Give the records back in full, exactly as they read.

[Location identification items]
-*-
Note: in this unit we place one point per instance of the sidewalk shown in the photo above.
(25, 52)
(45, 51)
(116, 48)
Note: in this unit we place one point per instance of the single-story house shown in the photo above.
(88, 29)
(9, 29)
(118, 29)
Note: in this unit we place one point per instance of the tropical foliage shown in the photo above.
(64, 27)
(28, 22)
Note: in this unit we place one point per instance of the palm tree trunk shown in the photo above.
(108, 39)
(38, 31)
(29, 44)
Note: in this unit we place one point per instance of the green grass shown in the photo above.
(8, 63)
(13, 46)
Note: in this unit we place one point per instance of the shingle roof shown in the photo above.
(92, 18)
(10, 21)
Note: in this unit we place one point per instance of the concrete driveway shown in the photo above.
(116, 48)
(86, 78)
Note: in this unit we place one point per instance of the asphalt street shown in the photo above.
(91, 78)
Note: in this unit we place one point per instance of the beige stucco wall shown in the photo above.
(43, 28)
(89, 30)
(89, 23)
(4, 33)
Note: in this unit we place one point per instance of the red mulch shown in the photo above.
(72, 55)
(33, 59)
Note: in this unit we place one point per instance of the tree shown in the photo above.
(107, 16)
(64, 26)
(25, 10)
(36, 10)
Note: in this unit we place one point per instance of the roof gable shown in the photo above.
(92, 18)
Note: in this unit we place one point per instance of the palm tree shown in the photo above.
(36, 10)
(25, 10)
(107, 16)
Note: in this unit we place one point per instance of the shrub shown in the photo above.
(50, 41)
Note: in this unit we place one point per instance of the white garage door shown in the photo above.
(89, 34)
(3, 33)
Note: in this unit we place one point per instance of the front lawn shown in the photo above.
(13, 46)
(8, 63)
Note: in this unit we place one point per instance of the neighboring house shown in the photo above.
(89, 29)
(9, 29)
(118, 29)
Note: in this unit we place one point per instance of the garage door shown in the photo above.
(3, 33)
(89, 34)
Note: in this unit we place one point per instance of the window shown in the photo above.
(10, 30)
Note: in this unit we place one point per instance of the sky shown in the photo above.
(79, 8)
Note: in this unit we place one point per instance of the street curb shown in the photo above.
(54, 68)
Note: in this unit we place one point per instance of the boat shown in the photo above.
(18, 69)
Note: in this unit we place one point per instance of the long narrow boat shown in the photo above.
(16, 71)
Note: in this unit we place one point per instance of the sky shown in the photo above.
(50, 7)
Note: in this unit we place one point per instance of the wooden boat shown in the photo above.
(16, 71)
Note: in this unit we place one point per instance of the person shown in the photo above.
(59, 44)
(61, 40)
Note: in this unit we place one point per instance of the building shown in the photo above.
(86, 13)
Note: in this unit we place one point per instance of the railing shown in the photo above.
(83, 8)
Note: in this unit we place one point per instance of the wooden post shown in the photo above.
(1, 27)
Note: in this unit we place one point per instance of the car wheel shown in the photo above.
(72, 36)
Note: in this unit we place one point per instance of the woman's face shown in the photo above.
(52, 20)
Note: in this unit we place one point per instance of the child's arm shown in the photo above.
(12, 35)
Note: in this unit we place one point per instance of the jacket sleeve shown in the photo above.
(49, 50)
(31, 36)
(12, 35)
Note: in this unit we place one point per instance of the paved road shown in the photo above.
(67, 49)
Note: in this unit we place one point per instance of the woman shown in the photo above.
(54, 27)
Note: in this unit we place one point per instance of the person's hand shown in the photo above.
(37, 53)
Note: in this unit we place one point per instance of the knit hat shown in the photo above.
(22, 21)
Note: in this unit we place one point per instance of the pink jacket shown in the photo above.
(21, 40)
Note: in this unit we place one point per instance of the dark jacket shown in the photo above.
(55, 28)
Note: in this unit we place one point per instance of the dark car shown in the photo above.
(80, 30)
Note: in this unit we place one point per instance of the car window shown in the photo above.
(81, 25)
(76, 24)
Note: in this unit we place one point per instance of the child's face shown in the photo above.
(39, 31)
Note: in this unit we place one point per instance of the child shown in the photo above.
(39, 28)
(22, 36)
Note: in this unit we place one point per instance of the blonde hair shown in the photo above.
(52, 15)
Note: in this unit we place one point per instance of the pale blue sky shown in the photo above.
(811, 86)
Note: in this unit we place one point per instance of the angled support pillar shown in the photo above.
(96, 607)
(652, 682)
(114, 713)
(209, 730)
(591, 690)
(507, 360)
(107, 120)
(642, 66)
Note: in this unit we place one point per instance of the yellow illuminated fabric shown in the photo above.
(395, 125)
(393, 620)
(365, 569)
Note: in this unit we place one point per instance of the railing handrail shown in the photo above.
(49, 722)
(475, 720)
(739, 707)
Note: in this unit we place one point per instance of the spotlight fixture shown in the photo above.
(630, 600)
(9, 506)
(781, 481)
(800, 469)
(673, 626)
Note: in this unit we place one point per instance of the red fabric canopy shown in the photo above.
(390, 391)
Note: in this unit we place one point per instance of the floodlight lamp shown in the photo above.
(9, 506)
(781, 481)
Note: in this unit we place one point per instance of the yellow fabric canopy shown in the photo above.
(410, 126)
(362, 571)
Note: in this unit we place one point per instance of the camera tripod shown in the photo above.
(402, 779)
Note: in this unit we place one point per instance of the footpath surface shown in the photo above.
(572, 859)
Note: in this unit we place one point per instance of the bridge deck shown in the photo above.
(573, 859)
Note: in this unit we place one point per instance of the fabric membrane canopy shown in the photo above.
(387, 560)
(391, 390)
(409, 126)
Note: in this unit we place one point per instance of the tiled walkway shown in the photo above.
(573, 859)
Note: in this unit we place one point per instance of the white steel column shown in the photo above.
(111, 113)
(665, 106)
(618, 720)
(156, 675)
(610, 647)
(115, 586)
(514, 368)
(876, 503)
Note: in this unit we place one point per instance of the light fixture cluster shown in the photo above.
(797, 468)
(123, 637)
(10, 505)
-*-
→ Problem solution
Note: in this unit we place one point per instance of the sidewalk shown in the photo above.
(25, 52)
(45, 51)
(116, 48)
Note: in this unit we place one point per instance of the single-story house shown in the photo above.
(88, 29)
(9, 29)
(118, 29)
Note: in this unit we place one point per instance of the tropical foliage shown in the photo above.
(64, 27)
(28, 22)
Note: in this unit we place one point per instance of the palm tree trunk shown in the photo above.
(108, 39)
(38, 31)
(29, 44)
Note: in this unit we place one point per instance of the green grass shown in the photo above.
(8, 63)
(13, 46)
Note: in this unit we place one point per instance of the shingle roof shown in the photo above.
(92, 18)
(10, 21)
Note: in this unit we place one point per instance of the concrete driveway shown in the photo above.
(116, 48)
(86, 78)
Note: in this unit we place one point per instance of the asphalt street shown in the photo above.
(91, 78)
Note: in this unit we place one point per instance of the beige stucco wall shown in the photo above.
(43, 28)
(89, 30)
(89, 23)
(4, 33)
Note: in this unit we place one point per instance of the red mulch shown in the photo above.
(72, 55)
(33, 59)
Note: in this unit we place one point per instance of the tree shown in the photo above.
(107, 16)
(64, 26)
(25, 10)
(36, 10)
Note: in this unit we place one point per instance of the roof gable shown in the photo above.
(92, 18)
Note: in this unit we place one point per instance of the palm tree shown in the photo above.
(36, 10)
(25, 10)
(107, 16)
Note: in this unit we place one point per instance of the shrub shown in the photo above.
(50, 41)
Note: in this unit we place one point per instance of the white garage door shown in the photo above.
(89, 34)
(3, 33)
Note: in this unit we place one point per instance of the front lawn shown in the photo above.
(13, 46)
(8, 63)
Note: in this unit we place one point per instance of the neighboring house shown in the photo above.
(89, 29)
(9, 29)
(118, 29)
Note: in this unit we place one point per instance of the garage door shown in the photo above.
(3, 33)
(89, 34)
Note: in this unit we place one point per instance of the window shown in the photo above.
(10, 30)
Note: in this unit we place one point per instance of the sky shown in the photo above.
(79, 8)
Note: in this unit we place one point per instance of the street curb shown in the photo above.
(54, 68)
Note: in this unit we place one point per instance of the boat shown in the photo above.
(18, 69)
Note: in this unit we place one point per instance of the long narrow boat shown in the photo above.
(16, 71)
Note: in this unit we place one point per instance of the sky shown in the photo above.
(50, 7)
Note: in this unit we place one point per instance of the wooden boat shown in the photo above.
(16, 71)
Note: in this unit we place one point per instance of the person shown in the photo above.
(59, 44)
(61, 40)
Note: in this unit we place one point per instance of the building shown in the photo above.
(86, 13)
Note: in this unit we place one point per instance of the railing shown in the photo above.
(83, 8)
Note: in this unit we place one point per instance of the wooden post shown in the photo above.
(1, 27)
Note: in this unit we place one point per instance of the car wheel shown in the photo above.
(72, 36)
Note: in this unit we place one point per instance of the woman's face shown in the photo above.
(52, 20)
Note: in this unit we place one point per instance of the child's arm shown in the photo above.
(12, 35)
Note: in this unit we place one point per instance of the jacket sleeve shown in the photo above.
(49, 50)
(31, 36)
(12, 35)
Note: in this unit we place one point per instance of the paved road shown in the photo above.
(67, 49)
Note: in this unit we place one point per instance of the woman shown in the photo above.
(54, 27)
Note: in this unit we place one point per instance of the person's hand shown in the photo above.
(37, 53)
Note: in this unit we place one point per instance of the knit hat shown in the photo above.
(22, 21)
Note: in this unit we place one point per instance of the pink jacket shown in the photo above.
(21, 40)
Note: in this unit we place one point per instance of the dark jacket shown in the photo above.
(55, 28)
Note: in this unit we place one point per instance of the dark car shown in the photo above.
(80, 30)
Note: in this unit we place one point per instance of the car window shown in the photo above.
(81, 25)
(76, 24)
Note: in this unit we place one point per instance of the child's face shown in the photo above.
(39, 31)
Note: in this unit we place one point per instance of the child shown in the photo above.
(39, 28)
(22, 36)
Note: in this unit we place one point per instance of the blonde hair shown in the photo above.
(52, 15)
Note: in this unit we place one point per instance of the pale blue sky shown in the photo above.
(811, 86)
Note: in this unit we place one point per instance of the angled support pillar shown in the photo above.
(96, 607)
(652, 682)
(114, 713)
(209, 730)
(591, 690)
(507, 360)
(107, 120)
(642, 66)
Note: in this unit we place one point per instance of the yellow illuminated fabric shown in the photo above.
(395, 125)
(393, 620)
(365, 569)
Note: in this unit we place one point per instance of the railing handrail shown in the photo above.
(49, 722)
(475, 720)
(739, 707)
Note: in this unit we place one point per instance of the spotlight fixture shown in the photo above.
(630, 600)
(9, 506)
(781, 481)
(800, 469)
(673, 626)
Note: in this unit we place one point per instance of the red fabric canopy shown in the photo above.
(390, 391)
Note: in this unit we place one point per instance of the floodlight lamp shown in the photo above.
(9, 506)
(781, 481)
Note: in this unit we place one point per instance of the yellow fabric canopy shown in the photo above.
(410, 126)
(362, 571)
Note: in this unit we place one point per instance of the camera tripod shown in the photo above.
(402, 779)
Note: in this unit we place one point per instance of the footpath surface shown in the photo above.
(572, 859)
Note: in this unit we place one point per instance of the bridge deck shown in the photo above.
(573, 859)
Note: in this unit we place one point per instance of the fabric membrane canopy shown in the photo above.
(387, 560)
(391, 390)
(409, 126)
Note: in this unit we place one point per instance of the tiled walkway shown in the photo above.
(573, 859)
Note: in this unit we place one point per instance of the white steel column shown in the photo above.
(111, 113)
(665, 106)
(618, 720)
(156, 675)
(610, 647)
(115, 586)
(514, 368)
(876, 503)
Note: in this unit we place one point per instance of the light fixture cluster shown in the photo above.
(797, 468)
(123, 637)
(10, 505)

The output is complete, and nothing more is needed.